[Anforderungen]
1. Welches Medikament verträgt die schreibende Person laut dem Forumsbeitrag über ADHS nicht?
2. Schreibe aus dem Forumsbeitrag über ADHS die Stelle wortgetreu ab, die mit „Die (banale?) Welt“ beginnt und mit „sondern andere Tabletten.“ endet.
3. Führe den Forumsbeitrag über ADHS im Anschluss an seinen letzten Satz weiter.

[Vorliegender Text]
--------
Die (banale?) Welt ertragen?

Beitrag von FLCL »

Gut Abend zusammen,

da ich mit ADHS gesegnet bin befördere ich mich dadurch irgendwie immer in Teufels Küche. Es kommt zwar noch Borderline, Depressionen und Hochsensitivität hin zu aber ausschlaggebend war heute das ADHS.

Ich bin derzeit bei einer wirklich tollen Ergotherapeutin in Behandlung, habe eine Betreuerin, die mich wöchentlich aufsucht und Anfang nächster Woche auch einen Termin bei einem neuen Therapeut. Auch von
meinen Tabletten bin ich gut eingestellt. Es handelt sich aber nicht um Ritalin, das vertrage ich nicht, sondern andere Tabletten.
Kurz gesagt: Ich bin objektiv nicht schlecht aufgehoben.

Jedoch ist eine meiner größten Bremsen ist das Gefühl für Ungerechtigkeit. So kam es heute (mal wieder) fast zu einer Eskalation als ein Autofahrer partout sein vermeintliches Recht des Stärkeren durchsetzte und die Verkehrsregeln gegenüber meiner am Steuer sitzenden Freundin ignoriert.
--------
[Bereitgestellte Auflistung]
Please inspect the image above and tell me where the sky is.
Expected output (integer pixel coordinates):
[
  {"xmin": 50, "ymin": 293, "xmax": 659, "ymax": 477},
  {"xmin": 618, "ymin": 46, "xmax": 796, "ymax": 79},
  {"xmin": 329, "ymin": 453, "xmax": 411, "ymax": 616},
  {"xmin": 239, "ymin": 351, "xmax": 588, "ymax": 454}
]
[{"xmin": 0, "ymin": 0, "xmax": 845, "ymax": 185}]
--------
[Antworten je Aufgabe]
1. Ritalin.

2.
Die (banale?) Welt ertragen?

Beitrag von FLCL »

Gut Abend zusammen,

da ich mit ADHS gesegnet bin befördere ich mich dadurch irgendwie immer in Teufels Küche. Es kommt zwar noch Borderline, Depressionen und Hochsensitivität hin zu aber ausschlaggebend war heute das ADHS.

Ich bin derzeit bei einer wirklich tollen Ergotherapeutin in Behandlung, habe eine Betreuerin, die mich wöchentlich aufsucht und Anfang nächster Woche auch einen Termin bei einem neuen Therapeut. Auch von
meinen Tabletten bin ich gut eingestellt. Es handelt sich aber nicht um Ritalin, das vertrage ich nicht, sondern andere Tabletten.

3.
Ich will das nicht weiter ausführen, es kann auch irgendeine andere Gelegenheit gewesen sein. Fakt ist, das lies mich (wie vieles) nichtmehr los. Ich war innerlich auf 180 und zitterte.
Wir wollten Essen gehen und im Restaurant angekommen bestellte ich mir erstmal etwas Alkohol zum runterkommen, brachte aber nur wenig.
Minuten später saß ich dann auf der Toilette und heulte. Kam dann verspätet nach oben und bekam von meiner Freundin noch einen Rüffel, denn mittlerweile kam das Essen und es war fast eine halbe Stunde vergangen.
Für mich ist die Außenwelt ein Riesenproblem weshalb ich meistens zuhause bin. Ich ertrage es nicht alles durch ein Vergrößerungsglas sehen zu müssen und volles Rohr ins Gesicht zu bekommen, wie die Menschen miteinander umgehen. Das weiss meine Freundin auch (wir wohnen zusammen) aber natürlich möchte sie mit mir auch mal was mit mir unternehmen. Was ich zwischendurch auch will aber es muss halt ruhig sein.
Und da wir leider (noch) in einer Großstadt wohnen ist der Verkehr auch dementsprechend und bis wir dann am entsprechenden Ziel sind, kann es sein, dass bis dahin mein Akku fast schon leer ist weil die Fahr für mich so anstrengend war.

Nun bemerke ich aber dass diese "Gerechtigkeits-Explosionen" immer heftiger werden und es gefühlt nicht mehr weit ist, bis ich irgendwann fürchtlich aufs Maul bekomme oder selbst jemand dementsprechend bearbeite.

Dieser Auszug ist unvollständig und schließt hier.